━━━━━ DATA FOR PROCESSING

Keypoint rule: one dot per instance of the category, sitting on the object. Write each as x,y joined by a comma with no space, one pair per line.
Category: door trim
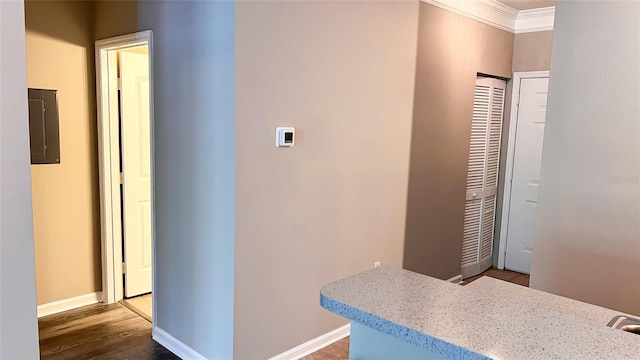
511,148
109,159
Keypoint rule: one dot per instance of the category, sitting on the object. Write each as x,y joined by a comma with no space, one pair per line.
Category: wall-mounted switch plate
285,136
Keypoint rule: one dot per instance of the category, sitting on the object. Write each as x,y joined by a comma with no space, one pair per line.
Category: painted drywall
531,52
587,231
115,17
66,195
342,73
18,319
452,49
194,164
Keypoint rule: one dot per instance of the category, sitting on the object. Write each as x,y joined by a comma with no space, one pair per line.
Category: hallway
98,332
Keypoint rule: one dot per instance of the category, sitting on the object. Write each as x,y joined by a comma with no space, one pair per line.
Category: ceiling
528,4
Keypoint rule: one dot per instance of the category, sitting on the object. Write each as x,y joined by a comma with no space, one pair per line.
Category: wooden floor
98,332
340,349
115,332
141,305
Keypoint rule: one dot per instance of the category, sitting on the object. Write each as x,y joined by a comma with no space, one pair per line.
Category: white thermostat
285,136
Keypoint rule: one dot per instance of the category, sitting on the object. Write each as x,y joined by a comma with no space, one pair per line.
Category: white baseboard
69,304
314,345
175,346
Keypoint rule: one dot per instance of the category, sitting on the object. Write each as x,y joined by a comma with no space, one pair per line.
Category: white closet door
482,176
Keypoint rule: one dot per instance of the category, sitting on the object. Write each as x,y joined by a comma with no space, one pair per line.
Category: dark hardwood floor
99,332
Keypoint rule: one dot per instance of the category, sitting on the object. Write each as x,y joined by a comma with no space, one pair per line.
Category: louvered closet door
482,176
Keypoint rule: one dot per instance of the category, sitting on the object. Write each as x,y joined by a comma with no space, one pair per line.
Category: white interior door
136,166
526,173
482,176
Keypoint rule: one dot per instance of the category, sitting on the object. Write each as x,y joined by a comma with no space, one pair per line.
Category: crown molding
535,20
500,16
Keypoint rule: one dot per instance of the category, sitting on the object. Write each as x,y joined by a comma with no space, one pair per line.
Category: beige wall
531,52
587,234
342,73
59,48
451,51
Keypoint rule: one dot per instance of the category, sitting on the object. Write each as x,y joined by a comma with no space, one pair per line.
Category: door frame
109,161
511,148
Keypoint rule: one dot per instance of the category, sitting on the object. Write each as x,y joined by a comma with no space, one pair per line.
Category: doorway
125,123
524,157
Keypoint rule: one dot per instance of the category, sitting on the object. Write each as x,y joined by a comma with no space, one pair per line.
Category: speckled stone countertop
488,318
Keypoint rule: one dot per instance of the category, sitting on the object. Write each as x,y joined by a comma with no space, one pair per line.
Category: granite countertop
488,318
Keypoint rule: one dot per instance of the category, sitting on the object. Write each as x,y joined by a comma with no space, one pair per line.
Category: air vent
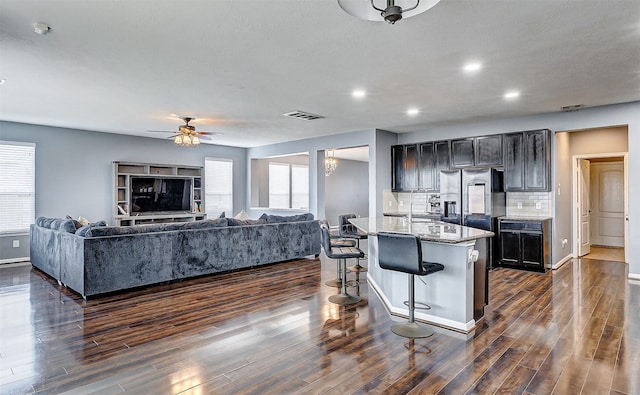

━━━━━━━━━━

## GOAL OF THE EXERCISE:
Print all records verbatim, excluding pictures.

## OUTPUT:
Keypoint rule: one dot per instance of the category, sitting on the object. Write each as x,y joined by a comma with no space, one pair per line.
Category: door trim
511,148
109,159
Keypoint rule: one dot per instance of the category, sitting on the object. Write each as x,y joined by a comma with no space, one pair per line.
Category: wall-mounted switch plate
285,136
Keypoint rule: one dot per instance of the category, sitting on the object. Write each as x,y joined by a comma with no space, one pair per line.
Category: painted drywall
531,52
587,231
115,17
66,195
342,73
18,319
452,49
194,164
Keypoint rule: one dot per instance of the category, sitting on the object. Write each as x,y joined by a comma with no space, one pair per line.
Category: hallway
98,332
Keypoint rule: one dot per instance of the category, sitting on the object. Write each as x,y joined by a comma with no space, one pair per line.
Category: ceiling
528,4
Keypoint rule: one dot per instance of the category, sitting on the object. Write each as x,y joined by a comma with no space, one pair per line.
Category: wooden floor
98,332
340,349
115,332
141,305
Keypoint rule: one dot per instance of the category, sitting on the object. Write each as x,y joined by a comma with no space, one pair per line.
Category: white thermostat
285,136
Keypoint rule: one dot per instance of the category, sitting on the object. Write each as x,y joined by a comma with no space, one pair per line.
Category: white baseboard
69,304
314,345
175,346
Keypoint rule: one dot per instance of the category, sitting on the object. Write each as x,y joined by a comma with no space, one pair per line.
Category: white closet door
482,176
Keypoint rule: one dot per instance of the category, sitting on the object. Write each as x,y joined by a comma with no space, one pair per line.
Category: dark hardwood floor
99,332
Keypoint rule: one dot per instance of the category, sitting on the object. Write each as x,y joined by a comma with no space, one pair per line.
Category: louvered closet door
482,176
Keypoint rule: one dot per instance of the category, sitting on the object. Write each as x,y joined by a comma with no space, one pair per line.
Category: white interior door
136,166
526,173
482,176
Keypoint rule: one dot per instance of the category, sitting on the object. Write each as x,y joined by a comma with no space, one pair per line.
Category: crown molding
535,20
500,16
Keypoint rule: one dot per instance of the category, sitting on the object. Write each as x,y joined by a comma with no space, one pair per line.
Category: beige wall
531,52
587,234
342,73
59,48
451,51
Keypoint rule: one dot per instance of the category, sitting on the object. Write each as x,y joined by a comma with no space, one pair per line.
Category: door frame
109,161
511,148
Keypoint rule: one dot per instance of the category, sitting on the object. Write each as x,y joined by a comma with no space, one pair per line.
Category: doorway
125,123
524,157
Keypoint rule: one dot per instance of the category, sitting on the object. Write each as x,y joined by a comma with no space, one pair per line.
Category: speckled stone countertop
488,318
Keypoint rule: one dot per instance of the category, sitting on the object. Write each as x,y joined by a comma with no space, one pair per line.
Category: granite countertop
488,318
Keypoint rule: one dot per instance of the category, sitting on the object. Write each as x,y joined by a comma with no space, one pair per line.
Category: air vent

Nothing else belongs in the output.